Reproduce verbatim the lines in the records below, beginning with the line that contains "of the treeline" and continuing through the end of the records.

---- INPUT

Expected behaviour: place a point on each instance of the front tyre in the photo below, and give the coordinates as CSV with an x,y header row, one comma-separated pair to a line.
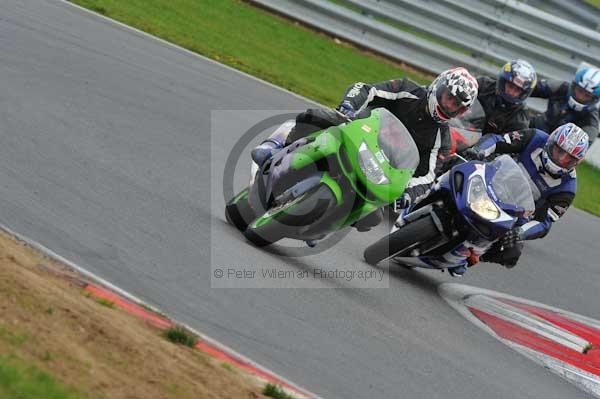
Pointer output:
x,y
400,241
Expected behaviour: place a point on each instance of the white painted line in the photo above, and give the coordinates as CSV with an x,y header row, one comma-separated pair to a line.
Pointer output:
x,y
586,381
222,347
460,296
527,321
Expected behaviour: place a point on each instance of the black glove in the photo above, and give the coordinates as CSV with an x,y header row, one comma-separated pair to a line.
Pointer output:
x,y
347,109
474,153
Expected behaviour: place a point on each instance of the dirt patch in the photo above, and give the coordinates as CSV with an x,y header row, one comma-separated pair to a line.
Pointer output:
x,y
50,321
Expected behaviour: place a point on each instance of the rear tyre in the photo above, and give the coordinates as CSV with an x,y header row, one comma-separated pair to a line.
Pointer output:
x,y
419,231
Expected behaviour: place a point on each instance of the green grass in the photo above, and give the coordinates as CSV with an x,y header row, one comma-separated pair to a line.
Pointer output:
x,y
179,335
256,42
588,188
18,379
106,303
276,50
276,392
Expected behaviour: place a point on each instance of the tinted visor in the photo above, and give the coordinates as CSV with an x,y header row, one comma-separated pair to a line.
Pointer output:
x,y
562,158
450,106
582,96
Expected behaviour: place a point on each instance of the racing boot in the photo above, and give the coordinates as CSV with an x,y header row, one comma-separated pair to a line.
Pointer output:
x,y
273,144
457,271
265,151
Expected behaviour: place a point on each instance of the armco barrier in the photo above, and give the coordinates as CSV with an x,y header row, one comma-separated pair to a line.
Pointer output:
x,y
478,34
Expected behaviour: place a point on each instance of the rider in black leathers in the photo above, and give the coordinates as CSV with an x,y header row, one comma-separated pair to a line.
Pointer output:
x,y
503,99
423,110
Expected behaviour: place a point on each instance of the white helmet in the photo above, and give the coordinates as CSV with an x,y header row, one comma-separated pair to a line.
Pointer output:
x,y
451,94
565,148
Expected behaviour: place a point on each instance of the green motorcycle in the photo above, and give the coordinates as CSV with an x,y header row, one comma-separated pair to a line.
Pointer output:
x,y
326,181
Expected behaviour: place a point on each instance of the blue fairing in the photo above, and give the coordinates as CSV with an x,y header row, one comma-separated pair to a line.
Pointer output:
x,y
505,183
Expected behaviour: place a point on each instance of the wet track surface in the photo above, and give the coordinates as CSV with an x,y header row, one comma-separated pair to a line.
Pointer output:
x,y
107,158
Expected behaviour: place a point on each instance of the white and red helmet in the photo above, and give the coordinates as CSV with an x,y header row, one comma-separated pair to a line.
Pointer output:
x,y
565,148
451,94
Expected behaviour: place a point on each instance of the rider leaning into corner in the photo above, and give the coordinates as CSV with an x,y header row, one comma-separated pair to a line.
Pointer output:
x,y
504,99
423,110
575,102
549,161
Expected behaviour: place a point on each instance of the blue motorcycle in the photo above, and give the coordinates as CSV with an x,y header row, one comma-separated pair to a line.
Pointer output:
x,y
470,207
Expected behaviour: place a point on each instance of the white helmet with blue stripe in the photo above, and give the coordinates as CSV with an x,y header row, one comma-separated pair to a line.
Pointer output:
x,y
584,93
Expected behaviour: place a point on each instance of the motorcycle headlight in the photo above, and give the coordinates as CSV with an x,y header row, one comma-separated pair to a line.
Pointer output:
x,y
369,165
479,201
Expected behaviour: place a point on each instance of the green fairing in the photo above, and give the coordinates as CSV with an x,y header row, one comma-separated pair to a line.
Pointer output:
x,y
327,142
354,195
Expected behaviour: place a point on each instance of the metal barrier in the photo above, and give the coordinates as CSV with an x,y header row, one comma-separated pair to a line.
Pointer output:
x,y
481,35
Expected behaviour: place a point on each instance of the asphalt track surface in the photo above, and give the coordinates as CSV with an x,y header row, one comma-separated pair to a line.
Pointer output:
x,y
107,158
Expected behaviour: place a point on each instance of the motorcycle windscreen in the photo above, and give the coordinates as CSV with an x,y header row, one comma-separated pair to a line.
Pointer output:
x,y
511,186
396,142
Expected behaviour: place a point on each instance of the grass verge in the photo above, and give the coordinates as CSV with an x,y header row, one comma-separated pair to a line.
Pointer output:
x,y
58,342
588,188
257,42
20,379
276,50
274,391
595,3
179,335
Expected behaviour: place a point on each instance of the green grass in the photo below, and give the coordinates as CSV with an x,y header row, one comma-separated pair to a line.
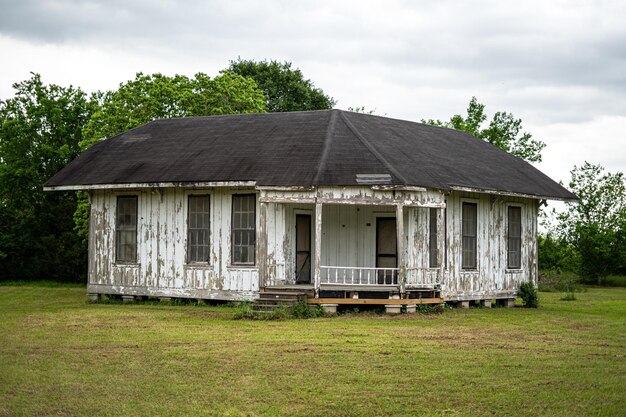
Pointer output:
x,y
60,355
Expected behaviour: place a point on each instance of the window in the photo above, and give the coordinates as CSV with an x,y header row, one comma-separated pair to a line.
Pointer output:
x,y
469,231
514,240
243,229
126,229
198,229
432,240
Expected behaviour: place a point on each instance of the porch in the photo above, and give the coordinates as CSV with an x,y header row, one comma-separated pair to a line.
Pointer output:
x,y
352,246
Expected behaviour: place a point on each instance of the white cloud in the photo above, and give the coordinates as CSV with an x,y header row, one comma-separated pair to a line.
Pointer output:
x,y
560,66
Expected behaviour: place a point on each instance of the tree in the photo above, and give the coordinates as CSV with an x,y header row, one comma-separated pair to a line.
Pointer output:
x,y
596,225
504,131
156,96
285,88
40,131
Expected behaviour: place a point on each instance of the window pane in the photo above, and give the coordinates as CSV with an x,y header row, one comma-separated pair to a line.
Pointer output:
x,y
469,231
432,241
243,225
514,241
126,229
198,229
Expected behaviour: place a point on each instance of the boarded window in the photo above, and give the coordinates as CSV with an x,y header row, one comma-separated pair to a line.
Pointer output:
x,y
469,232
514,241
244,229
198,229
387,250
126,229
433,249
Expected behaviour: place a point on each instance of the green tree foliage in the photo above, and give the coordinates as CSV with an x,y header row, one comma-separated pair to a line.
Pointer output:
x,y
156,96
40,131
503,131
556,254
285,88
596,225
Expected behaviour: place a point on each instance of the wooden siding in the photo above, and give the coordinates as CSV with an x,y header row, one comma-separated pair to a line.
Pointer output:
x,y
491,278
348,238
162,268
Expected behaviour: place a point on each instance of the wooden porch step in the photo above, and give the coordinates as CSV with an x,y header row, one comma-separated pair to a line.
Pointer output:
x,y
375,301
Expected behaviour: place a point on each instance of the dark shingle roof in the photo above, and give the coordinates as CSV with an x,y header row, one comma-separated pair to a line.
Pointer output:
x,y
328,147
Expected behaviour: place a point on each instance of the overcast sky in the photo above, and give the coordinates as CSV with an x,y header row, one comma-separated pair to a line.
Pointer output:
x,y
560,66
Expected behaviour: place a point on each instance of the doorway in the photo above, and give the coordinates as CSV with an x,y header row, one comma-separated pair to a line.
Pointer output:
x,y
386,250
303,248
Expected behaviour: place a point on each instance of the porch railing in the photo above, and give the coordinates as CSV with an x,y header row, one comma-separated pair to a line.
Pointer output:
x,y
352,275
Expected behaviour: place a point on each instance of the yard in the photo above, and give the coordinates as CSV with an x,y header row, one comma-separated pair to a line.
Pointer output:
x,y
60,355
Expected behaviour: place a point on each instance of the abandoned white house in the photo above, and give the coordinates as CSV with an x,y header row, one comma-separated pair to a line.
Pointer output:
x,y
342,206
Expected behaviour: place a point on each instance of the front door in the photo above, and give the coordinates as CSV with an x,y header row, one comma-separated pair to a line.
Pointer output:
x,y
386,250
303,248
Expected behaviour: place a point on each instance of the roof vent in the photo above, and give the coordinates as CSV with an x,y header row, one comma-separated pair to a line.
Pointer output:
x,y
370,179
135,137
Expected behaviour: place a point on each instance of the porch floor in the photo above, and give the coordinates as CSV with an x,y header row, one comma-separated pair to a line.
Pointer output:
x,y
366,294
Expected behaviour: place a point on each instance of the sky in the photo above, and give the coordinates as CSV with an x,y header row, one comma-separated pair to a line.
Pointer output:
x,y
558,65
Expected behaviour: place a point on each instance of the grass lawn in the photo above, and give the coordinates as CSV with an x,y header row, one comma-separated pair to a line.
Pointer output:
x,y
61,356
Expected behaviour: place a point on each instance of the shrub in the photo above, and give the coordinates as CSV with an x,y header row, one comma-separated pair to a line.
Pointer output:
x,y
555,281
528,294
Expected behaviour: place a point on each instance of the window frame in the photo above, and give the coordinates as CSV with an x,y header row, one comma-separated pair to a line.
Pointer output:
x,y
233,246
188,259
475,265
508,236
119,228
433,238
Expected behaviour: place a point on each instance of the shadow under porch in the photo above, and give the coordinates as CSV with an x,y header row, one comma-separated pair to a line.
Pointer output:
x,y
349,252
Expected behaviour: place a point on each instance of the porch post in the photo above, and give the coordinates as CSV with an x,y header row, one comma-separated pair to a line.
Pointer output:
x,y
318,247
400,246
441,242
262,245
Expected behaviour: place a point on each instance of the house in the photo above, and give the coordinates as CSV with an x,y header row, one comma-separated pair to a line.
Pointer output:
x,y
344,207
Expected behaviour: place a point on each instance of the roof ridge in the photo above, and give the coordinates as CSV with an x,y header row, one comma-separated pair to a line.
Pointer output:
x,y
330,129
372,149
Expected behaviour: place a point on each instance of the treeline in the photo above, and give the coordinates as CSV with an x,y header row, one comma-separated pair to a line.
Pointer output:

--------

▶ [TASK ANSWER]:
Expected behaviour: place a point on each instance of the treeline in the photo above, and give the coordinates as CSV with an x,y header row, one comma-separated pair to a line.
Pointer output:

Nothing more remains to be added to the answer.